◆ MATERIAL SHOWN

-- Opening Marker --

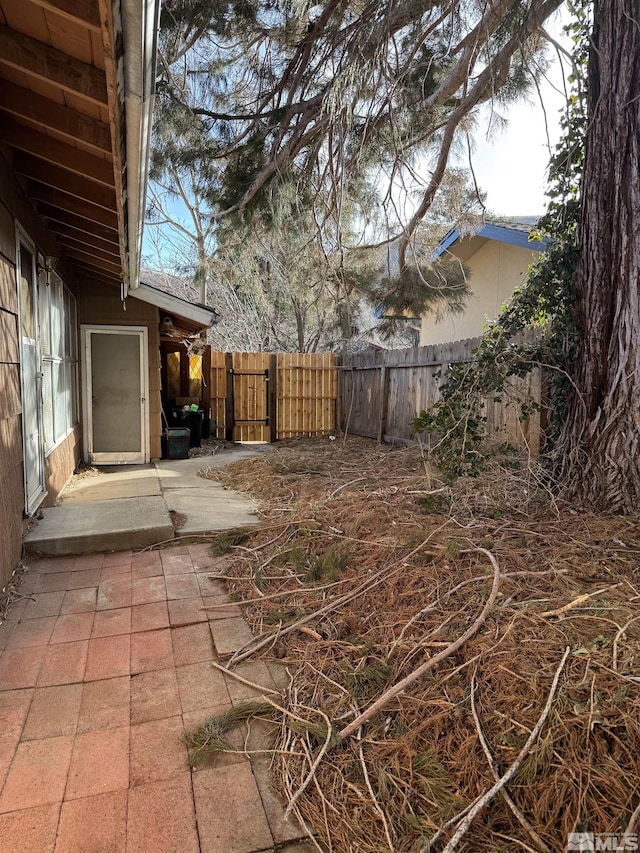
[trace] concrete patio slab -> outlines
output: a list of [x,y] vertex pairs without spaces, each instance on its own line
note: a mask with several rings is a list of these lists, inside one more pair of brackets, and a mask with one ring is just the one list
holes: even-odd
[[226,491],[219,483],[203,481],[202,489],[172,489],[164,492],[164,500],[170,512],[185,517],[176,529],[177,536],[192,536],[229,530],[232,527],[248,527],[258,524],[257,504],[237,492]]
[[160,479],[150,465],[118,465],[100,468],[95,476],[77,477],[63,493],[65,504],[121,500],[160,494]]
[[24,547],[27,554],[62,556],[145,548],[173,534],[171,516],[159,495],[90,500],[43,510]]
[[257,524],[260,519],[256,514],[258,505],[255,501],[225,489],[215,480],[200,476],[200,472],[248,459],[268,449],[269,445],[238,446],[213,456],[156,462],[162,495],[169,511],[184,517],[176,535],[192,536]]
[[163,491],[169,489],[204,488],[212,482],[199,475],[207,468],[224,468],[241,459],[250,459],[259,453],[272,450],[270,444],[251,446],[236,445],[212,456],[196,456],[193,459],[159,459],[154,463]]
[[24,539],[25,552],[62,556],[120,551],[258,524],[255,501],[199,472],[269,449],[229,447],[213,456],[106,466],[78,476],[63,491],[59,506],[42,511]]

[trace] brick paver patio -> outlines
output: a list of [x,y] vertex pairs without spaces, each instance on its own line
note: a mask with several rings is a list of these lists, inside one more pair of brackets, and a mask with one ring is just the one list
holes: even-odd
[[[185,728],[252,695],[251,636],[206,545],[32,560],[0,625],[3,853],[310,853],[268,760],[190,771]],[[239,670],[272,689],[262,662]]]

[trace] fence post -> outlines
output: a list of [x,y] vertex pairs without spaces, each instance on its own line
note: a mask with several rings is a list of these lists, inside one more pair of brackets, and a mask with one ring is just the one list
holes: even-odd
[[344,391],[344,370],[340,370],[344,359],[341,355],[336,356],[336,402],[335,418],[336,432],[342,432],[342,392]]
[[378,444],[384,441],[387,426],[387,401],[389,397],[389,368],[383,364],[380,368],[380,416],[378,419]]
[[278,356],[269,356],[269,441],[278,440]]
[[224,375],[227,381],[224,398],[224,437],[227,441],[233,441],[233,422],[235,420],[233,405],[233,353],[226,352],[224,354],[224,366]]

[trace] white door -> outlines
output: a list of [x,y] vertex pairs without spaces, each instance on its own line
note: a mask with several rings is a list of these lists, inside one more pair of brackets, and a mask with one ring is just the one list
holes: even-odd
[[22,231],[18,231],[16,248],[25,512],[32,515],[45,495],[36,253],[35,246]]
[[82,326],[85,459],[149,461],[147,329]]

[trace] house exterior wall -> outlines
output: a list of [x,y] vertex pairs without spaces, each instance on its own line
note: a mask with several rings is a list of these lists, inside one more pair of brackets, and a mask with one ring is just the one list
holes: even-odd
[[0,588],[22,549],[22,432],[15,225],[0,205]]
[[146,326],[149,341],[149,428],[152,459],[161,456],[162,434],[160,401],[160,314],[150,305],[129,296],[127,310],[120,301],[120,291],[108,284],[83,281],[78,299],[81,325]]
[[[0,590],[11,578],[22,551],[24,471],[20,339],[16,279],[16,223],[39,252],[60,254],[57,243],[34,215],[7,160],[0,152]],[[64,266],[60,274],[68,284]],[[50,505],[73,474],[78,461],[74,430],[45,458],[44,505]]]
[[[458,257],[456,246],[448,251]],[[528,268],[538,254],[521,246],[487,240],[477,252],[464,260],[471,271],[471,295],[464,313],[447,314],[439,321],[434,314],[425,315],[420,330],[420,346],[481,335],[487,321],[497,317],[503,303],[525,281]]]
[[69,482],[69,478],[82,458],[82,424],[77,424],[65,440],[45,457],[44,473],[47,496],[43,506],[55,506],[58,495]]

-- Closing Marker --

◆ AIM OF THE EXERCISE
Look above for lines with the word "trace" and copy them all.

◆ RESULT
[trace] concrete patio slab -> outlines
[trace] brick paver patio -> outlines
[trace] fence post -> outlines
[trace] white door -> outlines
[trace] house exterior wall -> outlines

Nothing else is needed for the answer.